* [Tarefas]:
1. No excerto sobre a infância na aldeia, que peça de teatro é recordada?
2. Continua o excerto sobre a infância na aldeia a partir da sua última frase.

* [Excerto]:
◆ ◆ ◆ ◆

Os homens quase todos indiferentes à luz das estrelas;
só os marinheiros nos olham com mais interesse e admiração.

   Fui, anos mais tarde, casar com um marinheiro!

No dia 15 de Agosto havia normalmente festa na minha aldeia. De manhã havia missa e procissão, de tarde a tourada e à noite a quermesse. Vedavam um largo da povoação, colocavam mesas pequenas e pequenos balcões. Raparigas vestiam fatos próprios. Serviam-se cafés, bebidas e doces, vendiam-se listas para sorteios de alguns tarecos e quinquilharias.
   Também, no dia 13 de Dezembro. dia de Santa Luzia, havia missa e procissão.
   
   Só me lembro de ver um filme e uma peça de teatro quando era menina. Lembro-me também de ver algumas vezes o circo ambulante.A peça de teatro era A Morte de D. Inês de Castro. Havia uma menina, neta do rei, que lhe pediu que não matasse a mamã e se ele queria um beijo. E beijou-o! Nessa altura fiquei cheia de pena. Mostro ser dura mas é um engano. Até quando o meu marido já estava muito mal, quase a morrer me disse: " nunca pensei que fosses assim!" Ao fim de quase cinquenta anos de casados o meu marido não me conhecia. Eu só mostro o que sou quando precisam de mim. Mostro ser dura e devo ser mas nas coisas que eu acho que não estão certas.

◆ ◆ ◆ ◆

* [Itens]:
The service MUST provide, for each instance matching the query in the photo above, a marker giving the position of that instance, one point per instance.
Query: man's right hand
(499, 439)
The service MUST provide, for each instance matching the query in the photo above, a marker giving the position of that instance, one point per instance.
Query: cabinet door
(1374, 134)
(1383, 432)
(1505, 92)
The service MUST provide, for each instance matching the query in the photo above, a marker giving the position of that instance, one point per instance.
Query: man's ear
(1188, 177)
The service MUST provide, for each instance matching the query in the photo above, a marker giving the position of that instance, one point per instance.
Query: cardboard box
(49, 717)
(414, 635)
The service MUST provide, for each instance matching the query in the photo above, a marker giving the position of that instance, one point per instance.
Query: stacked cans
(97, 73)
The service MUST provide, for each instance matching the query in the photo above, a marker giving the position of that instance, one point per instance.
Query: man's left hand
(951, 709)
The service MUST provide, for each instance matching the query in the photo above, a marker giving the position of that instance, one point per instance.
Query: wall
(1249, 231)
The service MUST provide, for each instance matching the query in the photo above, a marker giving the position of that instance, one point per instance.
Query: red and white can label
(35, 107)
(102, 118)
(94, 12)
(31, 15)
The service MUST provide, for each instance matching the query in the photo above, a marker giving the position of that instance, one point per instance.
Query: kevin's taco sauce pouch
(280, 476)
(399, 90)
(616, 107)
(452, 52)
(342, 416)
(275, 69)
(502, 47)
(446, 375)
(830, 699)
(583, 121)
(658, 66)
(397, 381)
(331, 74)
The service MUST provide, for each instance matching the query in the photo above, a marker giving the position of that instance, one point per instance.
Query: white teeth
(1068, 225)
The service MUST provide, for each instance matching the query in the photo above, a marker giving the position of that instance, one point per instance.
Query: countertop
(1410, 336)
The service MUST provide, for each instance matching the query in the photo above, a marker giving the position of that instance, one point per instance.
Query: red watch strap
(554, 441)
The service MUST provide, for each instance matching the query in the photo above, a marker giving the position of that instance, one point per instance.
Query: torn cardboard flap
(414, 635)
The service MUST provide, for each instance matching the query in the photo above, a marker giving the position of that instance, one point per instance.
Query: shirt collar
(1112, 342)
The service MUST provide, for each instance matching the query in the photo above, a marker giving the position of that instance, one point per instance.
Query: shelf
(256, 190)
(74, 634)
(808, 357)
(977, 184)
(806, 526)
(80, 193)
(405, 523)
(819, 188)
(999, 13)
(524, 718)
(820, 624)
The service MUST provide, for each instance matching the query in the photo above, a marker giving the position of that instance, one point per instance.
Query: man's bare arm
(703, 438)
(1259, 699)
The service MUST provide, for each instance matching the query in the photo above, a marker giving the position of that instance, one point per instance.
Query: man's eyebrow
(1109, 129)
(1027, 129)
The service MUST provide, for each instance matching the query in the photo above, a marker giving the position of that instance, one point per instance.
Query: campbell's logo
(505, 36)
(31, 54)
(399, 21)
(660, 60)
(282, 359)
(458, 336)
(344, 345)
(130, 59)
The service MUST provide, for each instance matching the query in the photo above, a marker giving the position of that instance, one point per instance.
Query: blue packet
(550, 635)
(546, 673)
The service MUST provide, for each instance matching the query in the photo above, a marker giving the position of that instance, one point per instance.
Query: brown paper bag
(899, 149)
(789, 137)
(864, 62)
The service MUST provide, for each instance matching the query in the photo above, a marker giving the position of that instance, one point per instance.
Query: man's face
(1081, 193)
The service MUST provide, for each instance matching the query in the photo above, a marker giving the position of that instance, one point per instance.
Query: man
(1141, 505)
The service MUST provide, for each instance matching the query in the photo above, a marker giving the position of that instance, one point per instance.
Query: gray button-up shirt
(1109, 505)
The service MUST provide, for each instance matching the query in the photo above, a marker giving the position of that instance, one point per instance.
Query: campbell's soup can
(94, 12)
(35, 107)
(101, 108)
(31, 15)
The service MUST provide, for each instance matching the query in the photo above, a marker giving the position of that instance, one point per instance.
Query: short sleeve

◆ ◆ ◆ ◆

* [Respostas]:
1. A Morte de D. Inês de Castro.

2.
domingo, 11 de setembro de 2011

Os brinquedos

  Não havia televisão, não havia rádio, não havia cinema...tudo nos servia de brinquedo! Os meninos ricos deviam ter brinquedos mais elaborados mas, não era o meu caso. A mim e e os meus irmãos tudo nos servia de brinquedos! A minha irmã tinha mais 18 meses do que eu, mas começou a costurar muito pequena, era muito habilidosa de mãos (costurava e bordava muito bem) e então fazia-nos bonecas de trapos. Também tive uma boneca de compra que a minha mãe me deu na Feira de S. Martinho, pequeno povoado que fica a cerca de 8 quilómetros da minha aldeia.
   Nunca tive uma bicicleta nem conhecia tal coisa; Lembro-me de andar de burro! Agora é ao contrário: toda a gente sabe andar de bicicleta e andar de burro deve ser uma excentricidade!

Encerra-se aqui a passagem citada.